→ Brief 1
Rewrite the passage on wind power and critical minerals, starting at "An equally important" and ending at "generation of power.", with "rare earths" changed to "rare-earth elements".
→ Brief 2
Continue the speech on the UK's need for critical minerals from the point where it stops.

→ Provided text
* * * * * * * * *

An equally important part of the UK’s renewables future is the wind turbine, with the Prime Minister boldly envisioning that we shall become the
“Saudi Arabia of wind power”.
I share his enthusiasm for the role that wind can play in powering the UK and in reducing our carbon emissions, but to meet the Prime Minister’s objective of having every home in the UK powered by wind turbines by 2030, experts indicate that we will need to increase our output of energy from 10 GW to 40 GW by 2030. That will require building a new wind turbine every single day until 2030. To achieve that, we need more than 26,000 tonnes of rare earths and more than 4 tonnes of copper. The UK Government must acknowledge that the construction of renewable energy technology is inextricably linked to the supply of critical minerals. We must take action accordingly to protect our energy sector and the generation of power.
Importantly, seven points in the Government’s 10-point plan for the green recovery are dependent on a secure green supply of critical minerals. Herein lies the challenge for the United Kingdom. We are facing a two-pronged threat. The first threat is that as demand rockets for the use of critical minerals in the technology of the future, there is a global shortage, which would affect our economy and livelihoods, our energy supply, our environmental agenda, our security and defence, and basically the way we live our lives.

* * * * * * * * *

→ Data section

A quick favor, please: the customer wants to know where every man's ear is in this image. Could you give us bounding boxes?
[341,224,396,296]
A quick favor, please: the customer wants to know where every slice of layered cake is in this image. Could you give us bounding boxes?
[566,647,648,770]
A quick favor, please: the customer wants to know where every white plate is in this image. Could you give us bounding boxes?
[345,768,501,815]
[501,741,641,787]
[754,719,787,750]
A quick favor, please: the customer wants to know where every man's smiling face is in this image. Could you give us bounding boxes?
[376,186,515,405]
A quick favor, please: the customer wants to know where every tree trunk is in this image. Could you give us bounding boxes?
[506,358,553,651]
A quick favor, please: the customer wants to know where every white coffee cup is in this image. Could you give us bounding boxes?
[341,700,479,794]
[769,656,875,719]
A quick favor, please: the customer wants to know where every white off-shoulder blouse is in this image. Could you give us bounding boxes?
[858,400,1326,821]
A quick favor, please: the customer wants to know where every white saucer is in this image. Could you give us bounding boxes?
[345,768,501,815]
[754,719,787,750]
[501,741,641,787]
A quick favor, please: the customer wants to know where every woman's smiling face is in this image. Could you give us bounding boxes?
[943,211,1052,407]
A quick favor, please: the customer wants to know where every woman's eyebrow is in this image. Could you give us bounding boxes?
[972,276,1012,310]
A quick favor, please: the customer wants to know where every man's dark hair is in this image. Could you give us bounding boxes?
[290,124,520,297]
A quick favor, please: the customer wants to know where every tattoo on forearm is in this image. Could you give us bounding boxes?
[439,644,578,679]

* * * * * * * * *

→ Exercise response 1
An equally important part of the UK’s renewables future is the wind turbine, with the Prime Minister boldly envisioning that we shall become the
“Saudi Arabia of wind power”.
I share his enthusiasm for the role that wind can play in powering the UK and in reducing our carbon emissions, but to meet the Prime Minister’s objective of having every home in the UK powered by wind turbines by 2030, experts indicate that we will need to increase our output of energy from 10 GW to 40 GW by 2030. That will require building a new wind turbine every single day until 2030. To achieve that, we need more than 26,000 tonnes of rare-earth elements and more than 4 tonnes of copper. The UK Government must acknowledge that the construction of renewable energy technology is inextricably linked to the supply of critical minerals. We must take action accordingly to protect our energy sector and the generation of power.

→ Exercise response 2
The second threat is that our current suppliers of critical minerals are not dependable or sustainable. I shall name two countries in our critical minerals supply chain in order to demonstrate that fact. The first is involved in the mining of critical minerals, and the second in the midstream processing. The Democratic Republic of the Congo is not a dependable source of minerals for the UK to rely on. It is politically unstable, and Chinese influence is concerningly strong in mining areas. It is not a sustainable source of minerals either, with the DRC home to low environmental standards and frequent human rights violations against local people and children. In fact, there is currently a class action lawsuit against the big technology companies, including Apple, Google, Dell, Microsoft, and Tesla, which stand accused of operating supply chains that use cobalt mined by children.
The second country in our critical minerals supply chain is the People’s Republic of China, and it is in the midstream, where the communist PRC dominates, that we face our greatest threat. Clearly, we are totally dependent on China’s good will, from processing and refining to beneficiation. For instance, China mines only 1% of the world’s cobalt, but refines 65% of it. It mines 12% of the world’s manganese but refines 97% of it, as well 89% of the world’s graphite. China’s absolute control of the critical mineral midstream is so strong that graphite from the UK is sent to China for beneficiation, and then bought back from China at the component section of the supply chain. That is absurd. Of the 172 gigafactories being built in the world at this moment, 130 are in China.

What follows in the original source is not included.